Passage to read —
§

Nothing that good can be what it is, right? Right.

Caleb boards a gleaming helicopter and is whisked above fjords, waterfalls and fecund fields (shot in Norway) and left for security purposes some distance from a vast, isolated, concrete compound; he walks there in a sports jacket and with a suitcase, further highlighting his status as novice and initiate. There he meets Nathan, who is socking a punching bag and lifting weights to recover from a night of heavy drinking. Why does this not seem auspicious? Yet Nathan, like a "bro," takes Caleb in and gets into his head by seducing his ambitions with a game-changing future for this young man, not to mention for civilization itself.

Nathan has gone beyond the child's play of his 13 year old's accomplishments. He has developed a machine that he contends has Artificial Intelligence (AI). He wants Caleb to perform the Turing Test in a series of meetings with the machine to determine if it has AI. The Turing Test, named for its creator Alan Turing in 1950 (he made all the more infamous by the film, The Imitation Game), determines if a machine has achieved the intelligence of a human.

§

Tasks and exercises —
**1.** According to the film review, where were the fjords, waterfalls and fields seen from the helicopter shot?
**2.** Transcribe the film review from the words "Caleb boards a" through the words "for civilization itself.".

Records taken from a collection
§

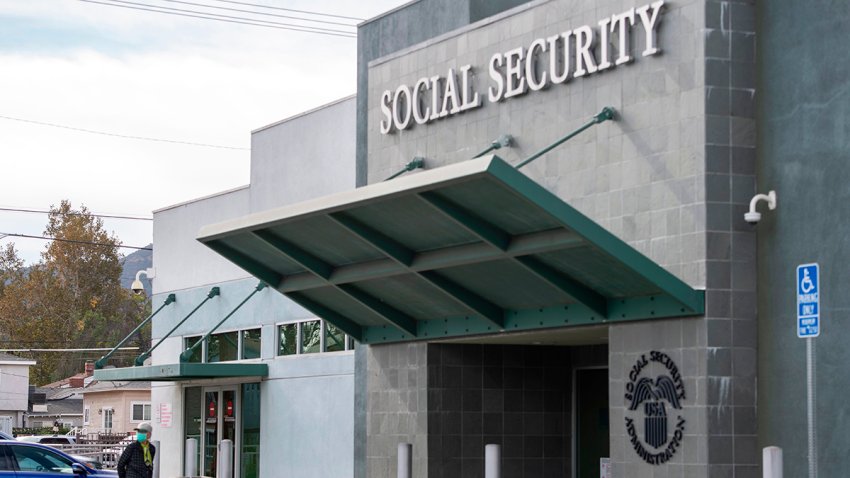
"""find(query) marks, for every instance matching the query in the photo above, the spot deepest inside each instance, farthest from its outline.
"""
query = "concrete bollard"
(771, 457)
(155, 444)
(405, 460)
(190, 467)
(492, 461)
(225, 459)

§

Answers in order —
**1.** In Norway.

**2.**
Caleb boards a gleaming helicopter and is whisked above fjords, waterfalls and fecund fields (shot in Norway) and left for security purposes some distance from a vast, isolated, concrete compound; he walks there in a sports jacket and with a suitcase, further highlighting his status as novice and initiate. There he meets Nathan, who is socking a punching bag and lifting weights to recover from a night of heavy drinking. Why does this not seem auspicious? Yet Nathan, like a "bro," takes Caleb in and gets into his head by seducing his ambitions with a game-changing future for this young man, not to mention for civilization itself.